◆ Fragmento proporcionado ◆
###

El occidental piensa que a él no le va a tocar. Es un tío invencible al que la muerte no le afecta. Por esa razón lo come todo sin grasa, habla con el móvil a medio metro de la oreja para que no le afecten las ondas y se zampa una salchicha transgénica mientras hutus y tutsis se matan a machetazos en la tele. Eso no va con él. Quizá porque mi bisabuelo era de otra pasta, nos daba una colleja si no nos comíamos la grasa de la carne. “Todo es comida” decía. Que le vinieran a él con que no había que comer grasas o no fumar. Se descojonaría vivo.

La muerte se ha convertido en un hecho pornográfico. Por eso se protestó cuando se enseñaba a la gente reventada tras los atentados de marzo de 2004. Y hubo quejas por mostrar a la gente tirándose desde el piso 50 de las Torre Gemelas. Te mueres y encima eres un cabrón por salir en la tele. Tanto adelanto tecnológico ha hecho que en lugar de que el conocimiento nos sirva de analgésico a fin de mitigar los dolores, ha hecho que el conocimiento nos sirva para negar lo que somos y de dónde venimos. Nuestro mundo es una mentira embaucadora en el que por puro tedio nos da por hacernos vegetarianos. Vete tú a decirle a un africano hambriento que no coma animalitos.

###

◆ Datos para revisar ◆
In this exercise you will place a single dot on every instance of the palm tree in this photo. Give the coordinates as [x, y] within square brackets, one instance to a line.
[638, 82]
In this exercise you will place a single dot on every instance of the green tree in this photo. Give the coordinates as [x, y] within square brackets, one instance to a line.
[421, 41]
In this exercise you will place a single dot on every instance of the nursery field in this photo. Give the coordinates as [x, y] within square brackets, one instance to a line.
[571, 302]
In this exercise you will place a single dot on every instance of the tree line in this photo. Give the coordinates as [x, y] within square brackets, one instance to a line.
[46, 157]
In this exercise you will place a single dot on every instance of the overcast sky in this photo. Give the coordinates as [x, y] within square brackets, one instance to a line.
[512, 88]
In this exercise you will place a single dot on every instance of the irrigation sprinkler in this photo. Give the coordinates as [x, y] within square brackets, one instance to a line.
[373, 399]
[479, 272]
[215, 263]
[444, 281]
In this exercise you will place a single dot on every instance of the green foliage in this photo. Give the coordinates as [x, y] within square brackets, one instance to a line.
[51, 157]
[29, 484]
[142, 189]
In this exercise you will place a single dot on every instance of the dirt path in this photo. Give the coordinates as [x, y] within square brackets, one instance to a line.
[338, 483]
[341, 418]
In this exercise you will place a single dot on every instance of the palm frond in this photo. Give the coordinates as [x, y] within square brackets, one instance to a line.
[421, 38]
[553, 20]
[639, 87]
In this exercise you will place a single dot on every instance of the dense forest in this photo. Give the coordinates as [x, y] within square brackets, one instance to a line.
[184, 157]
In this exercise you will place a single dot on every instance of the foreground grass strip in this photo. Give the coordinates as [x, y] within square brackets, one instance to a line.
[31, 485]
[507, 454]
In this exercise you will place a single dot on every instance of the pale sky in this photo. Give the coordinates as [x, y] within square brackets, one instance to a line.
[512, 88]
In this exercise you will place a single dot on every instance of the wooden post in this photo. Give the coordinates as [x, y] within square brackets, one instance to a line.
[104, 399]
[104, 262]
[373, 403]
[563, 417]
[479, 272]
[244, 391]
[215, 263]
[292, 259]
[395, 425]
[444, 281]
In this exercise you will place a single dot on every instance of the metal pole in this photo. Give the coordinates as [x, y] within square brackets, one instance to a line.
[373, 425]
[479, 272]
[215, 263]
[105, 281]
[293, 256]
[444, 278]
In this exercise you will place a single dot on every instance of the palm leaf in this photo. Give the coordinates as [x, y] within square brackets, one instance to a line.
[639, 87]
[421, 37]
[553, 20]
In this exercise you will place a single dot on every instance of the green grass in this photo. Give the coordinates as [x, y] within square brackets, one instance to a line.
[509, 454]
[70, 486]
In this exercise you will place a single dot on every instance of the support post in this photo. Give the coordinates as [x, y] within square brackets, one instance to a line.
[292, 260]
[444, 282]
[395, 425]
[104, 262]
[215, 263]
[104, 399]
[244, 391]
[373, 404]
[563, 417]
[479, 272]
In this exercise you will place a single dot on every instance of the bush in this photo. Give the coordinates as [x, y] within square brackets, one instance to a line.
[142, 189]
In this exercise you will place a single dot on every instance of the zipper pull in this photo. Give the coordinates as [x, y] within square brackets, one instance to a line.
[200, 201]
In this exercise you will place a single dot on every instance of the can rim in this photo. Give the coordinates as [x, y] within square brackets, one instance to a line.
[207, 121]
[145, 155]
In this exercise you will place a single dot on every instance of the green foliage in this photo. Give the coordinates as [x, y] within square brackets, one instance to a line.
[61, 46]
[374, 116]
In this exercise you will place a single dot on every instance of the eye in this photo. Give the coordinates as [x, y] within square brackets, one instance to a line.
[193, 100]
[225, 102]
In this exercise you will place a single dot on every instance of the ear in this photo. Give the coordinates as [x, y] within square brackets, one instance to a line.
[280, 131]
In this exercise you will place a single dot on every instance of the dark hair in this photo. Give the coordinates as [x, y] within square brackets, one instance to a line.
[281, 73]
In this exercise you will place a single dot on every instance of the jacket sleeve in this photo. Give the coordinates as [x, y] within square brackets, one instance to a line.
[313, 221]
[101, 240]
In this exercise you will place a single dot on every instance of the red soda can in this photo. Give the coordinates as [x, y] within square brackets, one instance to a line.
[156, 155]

###

◆ Ejercicios propuestos ◆
1 – Según el texto sobre la muerte en Occidente:
(a) ¿Qué hacía el bisabuelo si no se comían la grasa de la carne?
(b) ¿Desde qué piso de las Torres Gemelas se mostró a la gente tirándose?
(c) ¿En qué mes y año fueron los atentados tras los que se enseñó a la gente reventada?
2 – ¿Puedes retomar el texto sobre la muerte en Occidente y continuarlo a partir de su última frase?

◆ Respuestas esperadas ◆
1 –
(a) Les daba una colleja.
(b) Desde el piso 50.
(c) En marzo de 2004.

2 –
De tanta anestesia nos hemos convertido en unos idiotas que hemos olvidado qué es el hombre y qué es la vida. Como nos gusta pensar y cavilar, cuando un horror nos toca de cerca intentamos descifrar las causas. Todo lo pensamos y deseamos averiguar el porqué. No entendemos que el hombre no es ese mejunje mezcla de Bambi y Heidi que nos hemos fabricado, sino que hombres son los cabrones que matan a sus mujeres con un cuchillo jamonero; hombres eran los nazis que encendían hornos en Auschwitz; y hombres son los etarras que brindan con champán cuando un coche bomba mata a los hijos de los guardias civiles. No vienen de otro planeta. Tuvieron, quizá, una infancia normal, comían bocadillos de nocilla, y veían la tele o leían cómics. E iban a ver a su abuelita los domingos y le daban un beso muy cariñoso al irse. Por esta razón cuando 4
menores de edad, violan, matan y queman a una niña subnormal, nos dan pena y los soltamos preservando su intimidad. Porque, pobrecitos, el ser humano es bueno.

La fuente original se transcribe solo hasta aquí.